> The request: Retype the data below word for word, omitting the pictures.

> Records shown:
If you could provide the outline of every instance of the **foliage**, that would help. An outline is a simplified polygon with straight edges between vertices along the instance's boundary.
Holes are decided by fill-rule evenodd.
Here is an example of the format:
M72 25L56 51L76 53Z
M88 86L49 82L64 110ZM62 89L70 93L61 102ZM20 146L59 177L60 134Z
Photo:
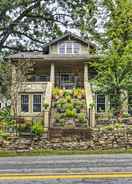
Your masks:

> Written solution:
If you could provide the outline of every instance of the **foliage**, that would help. An outline is a simplified polygon with straight edges between vertices along the instance's boundary.
Holes are decided by fill-rule evenodd.
Here is an example of the format:
M72 25L56 51L76 53Z
M88 86L49 82L64 110ZM62 89L70 93L61 102ZM20 146L59 177L60 134Z
Photo:
Your masks:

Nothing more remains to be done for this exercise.